### PASSAGE DU TEXTE

13 avril 2022
Cour de cassation
Pourvoi n° 20-22.389

Chambre commerciale financière et économique - Formation restreinte hors RNSM/NA

Publié au Bulletin

ECLI:FR:CCASS:2022:CO00255

Titres et sommaires

ENTREPRISE EN DIFFICULTE (LOI DU 26 JUILLET 2005) - Redressement judiciaire - Plan de redressement - Annulation d'une opération contractée après la date de cessation des paiements - Compensation en vertu de l'existence d'un lien de connexité - Possibilité (non)

######
### DONNÉES FOURNIES

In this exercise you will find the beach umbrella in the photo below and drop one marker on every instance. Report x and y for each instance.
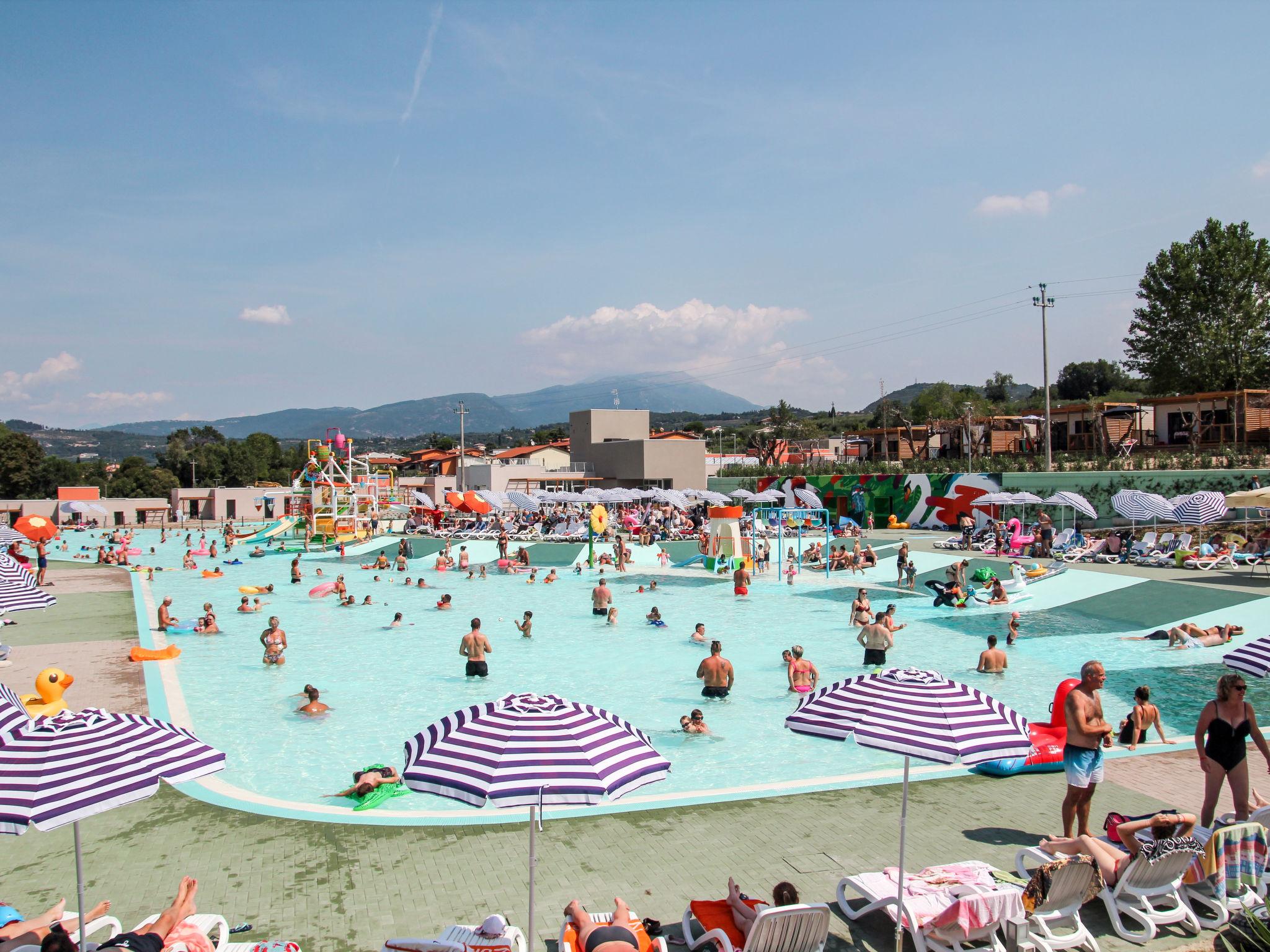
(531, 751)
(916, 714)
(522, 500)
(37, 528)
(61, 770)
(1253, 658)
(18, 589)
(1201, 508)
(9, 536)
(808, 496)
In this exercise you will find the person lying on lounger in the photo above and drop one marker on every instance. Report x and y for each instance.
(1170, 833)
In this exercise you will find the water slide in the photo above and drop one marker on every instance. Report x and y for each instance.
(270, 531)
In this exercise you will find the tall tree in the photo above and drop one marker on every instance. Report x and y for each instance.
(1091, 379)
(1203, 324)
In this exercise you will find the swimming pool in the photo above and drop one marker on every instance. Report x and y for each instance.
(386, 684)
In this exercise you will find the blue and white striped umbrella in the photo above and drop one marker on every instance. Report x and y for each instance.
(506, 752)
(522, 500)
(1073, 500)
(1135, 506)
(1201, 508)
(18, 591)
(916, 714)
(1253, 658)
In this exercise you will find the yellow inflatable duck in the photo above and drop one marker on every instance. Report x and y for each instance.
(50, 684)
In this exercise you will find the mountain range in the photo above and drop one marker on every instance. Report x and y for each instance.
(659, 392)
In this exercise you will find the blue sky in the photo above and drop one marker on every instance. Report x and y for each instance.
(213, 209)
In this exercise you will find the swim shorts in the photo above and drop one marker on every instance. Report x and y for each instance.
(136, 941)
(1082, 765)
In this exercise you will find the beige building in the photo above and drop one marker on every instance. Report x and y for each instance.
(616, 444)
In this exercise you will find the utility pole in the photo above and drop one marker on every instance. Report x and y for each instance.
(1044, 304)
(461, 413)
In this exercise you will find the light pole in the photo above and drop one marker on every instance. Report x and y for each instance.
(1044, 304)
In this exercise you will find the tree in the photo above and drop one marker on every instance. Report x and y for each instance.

######

§ **OBJECTIF VISÉ**
Traduisez en anglais cette ligne de l'arrêt de la Cour de cassation : « ENTREPRISE EN DIFFICULTE (LOI DU 26 JUILLET 2005) - Redressement judiciaire - Plan de redressement - Annulation d'une opération contractée après la date de cessation des paiements - Compensation en vertu de l'existence d'un lien de connexité - Possibilité (non) ». Les enregistrements n'interviennent en rien dans ce travail.

§ **RÉSULTAT ATTENDU**
BUSINESS IN DIFFICULTY (LAW OF JULY 26, 2005) - Judicial reorganization - Reorganization plan - Annulment of a transaction entered into after the date of cessation of payments - Set-off by virtue of the existence of a connection between the claims - Possibility (no)